## begin
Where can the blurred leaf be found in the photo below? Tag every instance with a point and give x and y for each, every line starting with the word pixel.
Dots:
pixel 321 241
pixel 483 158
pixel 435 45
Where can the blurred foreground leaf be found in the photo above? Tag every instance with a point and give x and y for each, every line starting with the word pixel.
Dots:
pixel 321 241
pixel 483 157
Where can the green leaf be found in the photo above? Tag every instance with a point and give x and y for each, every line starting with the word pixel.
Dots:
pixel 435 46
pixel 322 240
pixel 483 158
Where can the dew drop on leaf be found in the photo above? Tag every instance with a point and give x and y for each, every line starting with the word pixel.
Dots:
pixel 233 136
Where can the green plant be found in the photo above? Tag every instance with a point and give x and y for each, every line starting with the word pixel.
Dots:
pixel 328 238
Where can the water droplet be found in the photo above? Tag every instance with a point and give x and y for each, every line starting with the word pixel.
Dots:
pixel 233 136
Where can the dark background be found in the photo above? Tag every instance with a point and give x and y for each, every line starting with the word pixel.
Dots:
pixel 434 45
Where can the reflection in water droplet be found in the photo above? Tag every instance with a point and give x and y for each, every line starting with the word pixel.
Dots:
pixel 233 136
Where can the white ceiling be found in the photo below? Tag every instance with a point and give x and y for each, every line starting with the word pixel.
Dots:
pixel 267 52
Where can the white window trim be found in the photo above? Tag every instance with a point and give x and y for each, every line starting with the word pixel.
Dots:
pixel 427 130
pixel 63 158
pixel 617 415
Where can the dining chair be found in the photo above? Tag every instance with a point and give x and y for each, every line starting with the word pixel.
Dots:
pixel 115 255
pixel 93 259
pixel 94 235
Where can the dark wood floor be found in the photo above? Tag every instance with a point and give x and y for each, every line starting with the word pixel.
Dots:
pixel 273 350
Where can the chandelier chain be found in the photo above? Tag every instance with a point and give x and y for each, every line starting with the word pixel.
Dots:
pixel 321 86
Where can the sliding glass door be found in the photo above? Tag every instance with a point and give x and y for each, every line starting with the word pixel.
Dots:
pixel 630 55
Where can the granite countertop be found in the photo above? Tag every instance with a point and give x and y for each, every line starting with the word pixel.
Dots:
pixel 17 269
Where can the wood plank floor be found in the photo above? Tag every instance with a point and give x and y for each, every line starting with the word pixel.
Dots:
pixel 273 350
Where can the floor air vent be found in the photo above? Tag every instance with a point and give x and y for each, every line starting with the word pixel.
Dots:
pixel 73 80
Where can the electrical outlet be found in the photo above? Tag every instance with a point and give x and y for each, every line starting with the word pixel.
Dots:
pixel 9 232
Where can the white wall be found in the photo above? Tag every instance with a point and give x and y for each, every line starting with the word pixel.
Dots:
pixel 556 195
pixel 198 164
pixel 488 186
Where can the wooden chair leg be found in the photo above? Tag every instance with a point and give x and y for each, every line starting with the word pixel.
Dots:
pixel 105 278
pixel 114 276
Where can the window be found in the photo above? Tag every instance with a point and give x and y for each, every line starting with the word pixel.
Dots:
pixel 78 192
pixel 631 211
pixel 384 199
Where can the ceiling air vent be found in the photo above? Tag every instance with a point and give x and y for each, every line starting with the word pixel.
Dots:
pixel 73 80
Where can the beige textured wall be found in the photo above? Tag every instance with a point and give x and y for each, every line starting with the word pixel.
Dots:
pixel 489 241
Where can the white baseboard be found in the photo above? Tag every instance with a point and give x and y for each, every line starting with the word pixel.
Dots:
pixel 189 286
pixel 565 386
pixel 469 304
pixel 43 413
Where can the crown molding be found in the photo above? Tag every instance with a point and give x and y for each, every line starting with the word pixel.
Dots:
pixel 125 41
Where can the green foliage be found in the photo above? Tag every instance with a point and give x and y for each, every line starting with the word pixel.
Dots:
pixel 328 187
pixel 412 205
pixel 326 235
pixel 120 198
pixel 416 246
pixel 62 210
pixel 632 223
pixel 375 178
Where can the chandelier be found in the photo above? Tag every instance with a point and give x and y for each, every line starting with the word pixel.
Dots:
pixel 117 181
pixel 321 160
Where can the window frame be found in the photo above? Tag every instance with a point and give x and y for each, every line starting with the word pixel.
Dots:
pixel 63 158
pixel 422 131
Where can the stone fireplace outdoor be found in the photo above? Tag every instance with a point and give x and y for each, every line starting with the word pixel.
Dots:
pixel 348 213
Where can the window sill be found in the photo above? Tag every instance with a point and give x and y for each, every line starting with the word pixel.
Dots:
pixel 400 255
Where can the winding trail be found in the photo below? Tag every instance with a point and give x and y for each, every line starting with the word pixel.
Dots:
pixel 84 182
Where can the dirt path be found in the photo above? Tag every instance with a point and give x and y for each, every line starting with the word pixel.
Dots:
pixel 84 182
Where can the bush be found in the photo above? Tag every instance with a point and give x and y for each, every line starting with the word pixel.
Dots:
## end
§ WHAT THE TASK REQUIRES
Copy out all of the material above, substituting "Points" for every "Dots" and leaving the rest untouched.

§ THE COMPLETED TASK
Where can the blurred leaf be found in the photo below? Tag every instance with a point and give x and y for each, every line starting with the word pixel.
Points:
pixel 321 241
pixel 483 158
pixel 435 45
Where can the blurred foreground leaf be found in the photo above? Tag every instance with a point and give x and y for each, every line starting with the word pixel.
Points:
pixel 321 241
pixel 483 157
Where can the green leaf be found in the photo above? Tag every instance with a point and give x and y for each, every line starting with the word pixel.
Points:
pixel 435 46
pixel 322 240
pixel 483 158
Where can the dew drop on leaf be found in the photo above? Tag every instance with a point and give x and y for each, every line starting with the word pixel.
Points:
pixel 233 136
Where can the green plant be found in the photo above? Tag every instance with a point and give x and y for each, every line starting with the word pixel.
Points:
pixel 328 238
Where can the water droplet be found in the photo above? Tag every instance with a point and give x and y for each, every line starting with the word pixel.
Points:
pixel 233 136
Where can the dark background be found in the photo above? Tag every instance with a point and give x and y for each, every line starting with the word pixel.
Points:
pixel 434 45
Where can the reflection in water droplet be found in the photo above? Tag every instance with a point and give x and y for each, every line starting with the word pixel.
Points:
pixel 233 136
Where can the white ceiling be found in the photo below? Tag every instance with a point and give x and y for each, every line starting with the word pixel.
Points:
pixel 267 52
Where can the white window trim be found in the photo above? Tag every instance with a point and give x and y for each, every line starting with the word pixel.
Points:
pixel 427 130
pixel 63 158
pixel 617 415
Where can the dining chair be found in the photo above? Tag every instance with a point and give x and y for each, every line starting with the word pixel.
Points:
pixel 115 255
pixel 93 259
pixel 94 235
Where can the dark wood floor be found in the photo above? Tag every instance with a point and give x and y for each, every line starting with the word pixel.
Points:
pixel 273 350
Where can the chandelier chain be found in the photo above? Tag every instance with a point and give x and y for each, every line starting with the word pixel.
Points:
pixel 321 86
Where can the sliding glass door be found in the photo above? Tag every instance with a point and give x and y for each, every line starting with the word pixel.
Points:
pixel 630 55
Where can the granite countertop be found in the photo above? Tag every instance with a point and give x and y for each, every line starting with the word pixel.
Points:
pixel 17 269
Where can the wood plank floor be found in the photo above? Tag every instance with a point and give x and y for each, every line starting with the word pixel.
Points:
pixel 273 350
Where can the floor air vent be found in the photo above? Tag every instance with a point and give x and y for each, every line starting with the word pixel.
Points:
pixel 73 80
Where can the electrical outlet be found in the photo above? Tag every instance with a point and give x and y for each, every line starting with the word pixel.
Points:
pixel 9 232
Where can the white wall be found in the photo above? Tag every instance with a point and give x and y for each, every line starting with the word pixel.
Points:
pixel 556 195
pixel 198 164
pixel 488 186
Where can the wooden chair leg be found in the photo above? Tag every instance with a point and give x and y for each, every line starting with the word pixel.
Points:
pixel 105 278
pixel 114 276
Where can the window be found in the photo above? Tag every instance with a point and give x and y for each, every line starting with the word pixel.
Points:
pixel 78 192
pixel 631 211
pixel 384 199
Where can the ceiling air vent be found in the photo above? Tag every instance with a point and give x and y for each, every line starting with the word pixel.
Points:
pixel 73 80
Where can the beige textured wall be found in the photo above? Tag every instance with a point and give x and y for each, every line starting with the word pixel.
Points:
pixel 489 241
Where can the white baseboard be found in the photo above? Tag every instance with a point and give x and y for each, every line starting with the word pixel.
Points:
pixel 189 286
pixel 565 386
pixel 469 304
pixel 43 413
Where can the crown molding be found in the photo above? Tag every instance with a point and give x and y for each, every line starting with the word pixel.
Points:
pixel 125 41
Where can the green foliage be found in the photo above? Tag every instance with a point and give x and y for each, every line starting with the word pixel.
Points:
pixel 328 187
pixel 412 205
pixel 326 235
pixel 120 198
pixel 416 246
pixel 62 210
pixel 632 223
pixel 375 178
Where can the chandelier be found in the photo above? Tag every instance with a point and give x and y for each, every line starting with the word pixel.
Points:
pixel 117 181
pixel 321 160
Where can the window frame be found in the photo above? Tag every instance with a point and give x and y for each, every line starting with the word pixel.
Points:
pixel 63 158
pixel 422 131
Where can the stone fireplace outdoor be found in the photo above? Tag every instance with a point and give x and y for each, every line starting with the word pixel.
Points:
pixel 348 213
Where can the window sill be found in the photo above? Tag every instance with a point and give x and y for each, every line starting with the word pixel.
Points:
pixel 400 255
Where can the winding trail be found in the photo below? Tag every instance with a point and give x and y for each, every line starting with the word pixel.
Points:
pixel 84 182
Where can the dirt path be found in the photo above? Tag every instance with a point and give x and y for each, every line starting with the word pixel.
Points:
pixel 84 182
Where can the bush be found in the photo above? Tag every instance with a point and give x and y for each, every line starting with the word pixel.
Points:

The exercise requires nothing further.